== Data extracted from a collection ==
====

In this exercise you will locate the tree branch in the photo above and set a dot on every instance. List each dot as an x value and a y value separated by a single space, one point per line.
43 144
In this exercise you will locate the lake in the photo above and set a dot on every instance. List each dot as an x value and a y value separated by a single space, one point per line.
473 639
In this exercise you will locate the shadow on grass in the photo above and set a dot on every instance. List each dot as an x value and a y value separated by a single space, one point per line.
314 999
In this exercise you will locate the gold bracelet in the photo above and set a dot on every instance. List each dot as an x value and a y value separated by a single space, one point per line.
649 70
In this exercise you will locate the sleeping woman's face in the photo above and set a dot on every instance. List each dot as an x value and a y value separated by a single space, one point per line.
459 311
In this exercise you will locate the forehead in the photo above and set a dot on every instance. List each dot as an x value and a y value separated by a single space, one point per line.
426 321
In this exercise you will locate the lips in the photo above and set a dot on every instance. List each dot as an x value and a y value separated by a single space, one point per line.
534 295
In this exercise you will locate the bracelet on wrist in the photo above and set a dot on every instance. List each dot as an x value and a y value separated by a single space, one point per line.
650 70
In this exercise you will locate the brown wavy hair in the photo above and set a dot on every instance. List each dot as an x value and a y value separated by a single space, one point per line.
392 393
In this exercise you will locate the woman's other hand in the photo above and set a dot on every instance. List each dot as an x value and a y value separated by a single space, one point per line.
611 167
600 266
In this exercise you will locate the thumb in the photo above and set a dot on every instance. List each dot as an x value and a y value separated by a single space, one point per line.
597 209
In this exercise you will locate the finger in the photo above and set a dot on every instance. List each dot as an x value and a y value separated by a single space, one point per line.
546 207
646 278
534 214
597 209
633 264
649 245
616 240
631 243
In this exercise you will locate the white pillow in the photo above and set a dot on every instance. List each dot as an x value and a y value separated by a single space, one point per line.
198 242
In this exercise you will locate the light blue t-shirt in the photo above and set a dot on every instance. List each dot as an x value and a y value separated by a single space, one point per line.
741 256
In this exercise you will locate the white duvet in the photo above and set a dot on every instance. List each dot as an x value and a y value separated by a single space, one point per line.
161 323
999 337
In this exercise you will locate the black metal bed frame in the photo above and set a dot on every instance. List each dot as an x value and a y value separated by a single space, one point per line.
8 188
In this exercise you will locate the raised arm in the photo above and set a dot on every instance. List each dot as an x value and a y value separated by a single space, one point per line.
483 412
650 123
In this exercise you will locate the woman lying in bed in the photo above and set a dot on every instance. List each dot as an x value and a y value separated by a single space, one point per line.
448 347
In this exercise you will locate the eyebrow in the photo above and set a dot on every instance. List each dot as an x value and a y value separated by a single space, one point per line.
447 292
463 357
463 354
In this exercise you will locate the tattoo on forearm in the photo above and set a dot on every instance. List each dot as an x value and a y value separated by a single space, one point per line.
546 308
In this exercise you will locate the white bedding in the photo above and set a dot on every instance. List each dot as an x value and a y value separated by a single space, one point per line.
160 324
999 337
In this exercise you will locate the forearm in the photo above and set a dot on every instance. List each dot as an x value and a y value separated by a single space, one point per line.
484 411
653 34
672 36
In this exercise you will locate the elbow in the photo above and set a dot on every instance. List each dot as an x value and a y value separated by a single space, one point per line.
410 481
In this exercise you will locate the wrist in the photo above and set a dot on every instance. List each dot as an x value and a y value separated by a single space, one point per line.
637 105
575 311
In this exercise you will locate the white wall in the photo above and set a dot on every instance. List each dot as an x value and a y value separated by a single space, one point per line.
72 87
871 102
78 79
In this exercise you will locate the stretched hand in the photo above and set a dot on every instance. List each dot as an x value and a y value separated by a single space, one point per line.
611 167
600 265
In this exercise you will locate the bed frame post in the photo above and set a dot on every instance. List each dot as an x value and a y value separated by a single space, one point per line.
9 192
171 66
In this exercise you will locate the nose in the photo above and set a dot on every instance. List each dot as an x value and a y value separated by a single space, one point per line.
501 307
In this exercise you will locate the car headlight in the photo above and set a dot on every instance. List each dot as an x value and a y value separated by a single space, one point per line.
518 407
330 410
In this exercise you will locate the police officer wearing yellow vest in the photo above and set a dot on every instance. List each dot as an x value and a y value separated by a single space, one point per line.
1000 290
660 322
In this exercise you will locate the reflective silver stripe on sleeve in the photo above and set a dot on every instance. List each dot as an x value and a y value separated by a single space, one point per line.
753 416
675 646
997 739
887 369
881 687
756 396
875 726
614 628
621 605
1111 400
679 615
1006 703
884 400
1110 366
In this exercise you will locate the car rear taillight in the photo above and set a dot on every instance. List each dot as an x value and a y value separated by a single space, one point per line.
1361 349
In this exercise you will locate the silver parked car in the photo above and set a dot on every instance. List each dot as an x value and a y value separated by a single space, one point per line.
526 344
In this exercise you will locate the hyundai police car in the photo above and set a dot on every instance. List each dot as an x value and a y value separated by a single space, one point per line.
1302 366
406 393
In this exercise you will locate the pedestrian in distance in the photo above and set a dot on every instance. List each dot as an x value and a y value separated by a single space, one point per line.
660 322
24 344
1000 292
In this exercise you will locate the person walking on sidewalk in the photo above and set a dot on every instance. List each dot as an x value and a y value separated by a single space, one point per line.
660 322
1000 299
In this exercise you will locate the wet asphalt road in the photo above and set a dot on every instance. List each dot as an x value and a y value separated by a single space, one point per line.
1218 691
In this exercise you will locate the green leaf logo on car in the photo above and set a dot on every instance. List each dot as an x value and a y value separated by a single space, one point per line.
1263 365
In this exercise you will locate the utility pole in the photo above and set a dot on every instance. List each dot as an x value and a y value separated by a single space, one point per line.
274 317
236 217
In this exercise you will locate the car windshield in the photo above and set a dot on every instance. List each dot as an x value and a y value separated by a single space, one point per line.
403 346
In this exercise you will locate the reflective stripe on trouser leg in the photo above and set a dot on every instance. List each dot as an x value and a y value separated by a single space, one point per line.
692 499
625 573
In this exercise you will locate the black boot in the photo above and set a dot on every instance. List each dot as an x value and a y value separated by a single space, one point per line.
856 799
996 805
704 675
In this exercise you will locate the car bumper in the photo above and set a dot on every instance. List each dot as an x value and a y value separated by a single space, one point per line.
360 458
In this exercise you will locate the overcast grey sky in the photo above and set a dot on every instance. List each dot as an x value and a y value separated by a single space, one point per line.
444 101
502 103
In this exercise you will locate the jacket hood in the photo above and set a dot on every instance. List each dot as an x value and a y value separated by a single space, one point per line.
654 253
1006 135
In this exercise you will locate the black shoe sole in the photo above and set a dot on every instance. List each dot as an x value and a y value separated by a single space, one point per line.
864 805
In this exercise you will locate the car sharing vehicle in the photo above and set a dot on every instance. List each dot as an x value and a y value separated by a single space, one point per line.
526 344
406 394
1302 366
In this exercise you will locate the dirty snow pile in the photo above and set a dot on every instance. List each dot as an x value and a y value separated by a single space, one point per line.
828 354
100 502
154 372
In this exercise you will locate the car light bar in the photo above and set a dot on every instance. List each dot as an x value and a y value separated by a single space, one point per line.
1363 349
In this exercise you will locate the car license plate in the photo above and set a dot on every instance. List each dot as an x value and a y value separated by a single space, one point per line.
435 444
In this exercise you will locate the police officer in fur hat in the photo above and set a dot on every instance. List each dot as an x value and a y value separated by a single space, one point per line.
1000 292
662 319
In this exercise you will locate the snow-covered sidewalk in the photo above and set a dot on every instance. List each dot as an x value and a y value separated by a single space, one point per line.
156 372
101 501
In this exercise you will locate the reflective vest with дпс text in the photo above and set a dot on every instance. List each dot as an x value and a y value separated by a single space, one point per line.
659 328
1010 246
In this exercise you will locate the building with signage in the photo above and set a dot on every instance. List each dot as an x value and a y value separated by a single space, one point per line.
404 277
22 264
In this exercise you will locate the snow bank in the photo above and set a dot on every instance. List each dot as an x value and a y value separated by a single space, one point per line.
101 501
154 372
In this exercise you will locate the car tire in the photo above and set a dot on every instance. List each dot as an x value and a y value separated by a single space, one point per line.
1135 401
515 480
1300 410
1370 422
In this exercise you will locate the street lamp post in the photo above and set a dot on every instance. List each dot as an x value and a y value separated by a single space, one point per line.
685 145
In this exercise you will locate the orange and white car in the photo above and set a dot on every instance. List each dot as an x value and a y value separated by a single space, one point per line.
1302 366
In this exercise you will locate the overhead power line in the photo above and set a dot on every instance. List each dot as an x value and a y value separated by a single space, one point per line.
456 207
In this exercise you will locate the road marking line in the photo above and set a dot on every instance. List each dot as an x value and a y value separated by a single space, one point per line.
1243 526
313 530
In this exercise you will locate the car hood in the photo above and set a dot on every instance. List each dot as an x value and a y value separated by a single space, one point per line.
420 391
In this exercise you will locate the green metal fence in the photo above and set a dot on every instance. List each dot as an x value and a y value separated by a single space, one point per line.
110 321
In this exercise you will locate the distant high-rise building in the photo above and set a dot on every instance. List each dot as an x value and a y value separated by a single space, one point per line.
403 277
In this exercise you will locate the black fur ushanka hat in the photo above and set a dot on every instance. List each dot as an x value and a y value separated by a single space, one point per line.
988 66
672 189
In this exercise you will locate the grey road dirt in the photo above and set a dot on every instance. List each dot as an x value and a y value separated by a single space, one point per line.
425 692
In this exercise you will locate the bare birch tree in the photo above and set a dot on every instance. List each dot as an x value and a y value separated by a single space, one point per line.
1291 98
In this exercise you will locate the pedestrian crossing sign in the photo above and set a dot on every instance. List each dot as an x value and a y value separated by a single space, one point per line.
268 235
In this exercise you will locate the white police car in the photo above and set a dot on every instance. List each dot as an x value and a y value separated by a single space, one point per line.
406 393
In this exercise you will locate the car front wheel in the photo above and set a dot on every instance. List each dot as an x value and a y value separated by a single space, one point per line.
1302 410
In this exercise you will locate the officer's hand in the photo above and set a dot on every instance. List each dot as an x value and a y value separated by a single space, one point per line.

====

== Task prompt ==
Quote exactly the line containing "In this exercise you will locate the white police" and every later line through the end of the listing, and no other lines.

== Result below ==
In this exercise you will locate the white police car in the photo above and set a dot on every instance. List each dot as an x value and a y value separated by a single space, one point per line.
406 393
In this exercise you will locate the car front wheel in the photo above and set a dot on every instance. List each dot as an x value and a y value separated by a single space, one point per line.
1302 410
In this exercise you will locate the officer's hand in the photo above and set a dot on every instance. List each dot as an x value and a y value separated by a single space, one point per line.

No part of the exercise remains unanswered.